### ACTION ITEM
The expected output is the exact lines from the one containing "x=881, y=698" through the end of the data, inclusive, and nothing else.
╭─ RECORDS TO USE
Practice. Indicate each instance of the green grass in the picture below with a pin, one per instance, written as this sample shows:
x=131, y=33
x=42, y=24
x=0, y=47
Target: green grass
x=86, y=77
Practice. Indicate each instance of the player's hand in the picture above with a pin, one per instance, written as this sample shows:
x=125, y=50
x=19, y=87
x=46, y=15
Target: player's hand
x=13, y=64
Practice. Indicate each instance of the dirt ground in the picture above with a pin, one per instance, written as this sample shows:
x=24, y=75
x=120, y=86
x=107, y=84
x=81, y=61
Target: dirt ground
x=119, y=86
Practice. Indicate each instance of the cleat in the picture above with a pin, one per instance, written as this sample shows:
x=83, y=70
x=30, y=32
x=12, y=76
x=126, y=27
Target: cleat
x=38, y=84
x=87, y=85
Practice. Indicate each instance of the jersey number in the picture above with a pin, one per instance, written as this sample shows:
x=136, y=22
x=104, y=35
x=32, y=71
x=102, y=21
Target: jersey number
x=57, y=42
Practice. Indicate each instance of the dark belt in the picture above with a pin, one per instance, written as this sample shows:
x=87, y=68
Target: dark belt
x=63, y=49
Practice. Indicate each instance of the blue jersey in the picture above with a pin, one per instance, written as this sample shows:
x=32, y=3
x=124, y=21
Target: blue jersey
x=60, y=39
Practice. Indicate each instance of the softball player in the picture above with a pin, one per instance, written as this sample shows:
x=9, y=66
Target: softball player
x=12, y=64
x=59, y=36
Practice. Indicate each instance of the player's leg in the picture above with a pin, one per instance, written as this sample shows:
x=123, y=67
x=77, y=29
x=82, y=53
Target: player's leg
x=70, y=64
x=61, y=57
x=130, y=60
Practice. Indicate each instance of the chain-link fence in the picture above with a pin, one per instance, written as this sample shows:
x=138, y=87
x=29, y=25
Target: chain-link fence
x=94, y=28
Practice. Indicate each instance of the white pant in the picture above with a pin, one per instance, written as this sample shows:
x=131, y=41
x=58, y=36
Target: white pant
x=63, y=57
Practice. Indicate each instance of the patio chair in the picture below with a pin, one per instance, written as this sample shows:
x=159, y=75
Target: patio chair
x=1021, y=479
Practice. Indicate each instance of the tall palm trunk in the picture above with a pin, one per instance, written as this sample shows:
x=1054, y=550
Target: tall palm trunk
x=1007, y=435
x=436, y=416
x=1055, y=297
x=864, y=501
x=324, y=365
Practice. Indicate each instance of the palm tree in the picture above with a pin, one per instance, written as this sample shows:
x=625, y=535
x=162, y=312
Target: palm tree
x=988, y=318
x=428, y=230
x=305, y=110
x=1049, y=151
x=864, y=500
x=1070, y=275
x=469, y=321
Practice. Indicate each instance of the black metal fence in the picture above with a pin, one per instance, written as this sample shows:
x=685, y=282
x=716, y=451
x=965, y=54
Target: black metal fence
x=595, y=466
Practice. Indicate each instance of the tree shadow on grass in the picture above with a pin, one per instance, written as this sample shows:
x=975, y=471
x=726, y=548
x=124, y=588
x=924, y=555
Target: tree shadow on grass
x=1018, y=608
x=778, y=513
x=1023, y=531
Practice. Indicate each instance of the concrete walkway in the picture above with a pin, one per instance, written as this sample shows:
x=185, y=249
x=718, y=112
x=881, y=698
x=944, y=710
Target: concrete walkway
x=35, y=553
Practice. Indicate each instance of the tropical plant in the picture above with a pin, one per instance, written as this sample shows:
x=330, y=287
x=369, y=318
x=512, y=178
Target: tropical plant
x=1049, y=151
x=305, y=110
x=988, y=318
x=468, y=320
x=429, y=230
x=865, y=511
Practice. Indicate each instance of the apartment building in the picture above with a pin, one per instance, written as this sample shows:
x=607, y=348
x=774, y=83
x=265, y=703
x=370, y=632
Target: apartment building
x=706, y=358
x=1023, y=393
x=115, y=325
╰─
### ANSWER BOX
x=881, y=698
x=944, y=710
Target: concrete walkway
x=35, y=553
Practice. Indicate each instance of the tropical plant in the picture above with a pin, one per instance, written as this sample shows:
x=330, y=287
x=369, y=318
x=512, y=178
Target: tropical plant
x=1049, y=151
x=305, y=110
x=988, y=318
x=468, y=320
x=429, y=230
x=865, y=511
Practice. Indicate each instance of the apartment building in the picture above with a pin, one per instance, written as this sample shows:
x=607, y=348
x=774, y=83
x=265, y=703
x=370, y=632
Target: apartment building
x=706, y=358
x=1023, y=393
x=115, y=325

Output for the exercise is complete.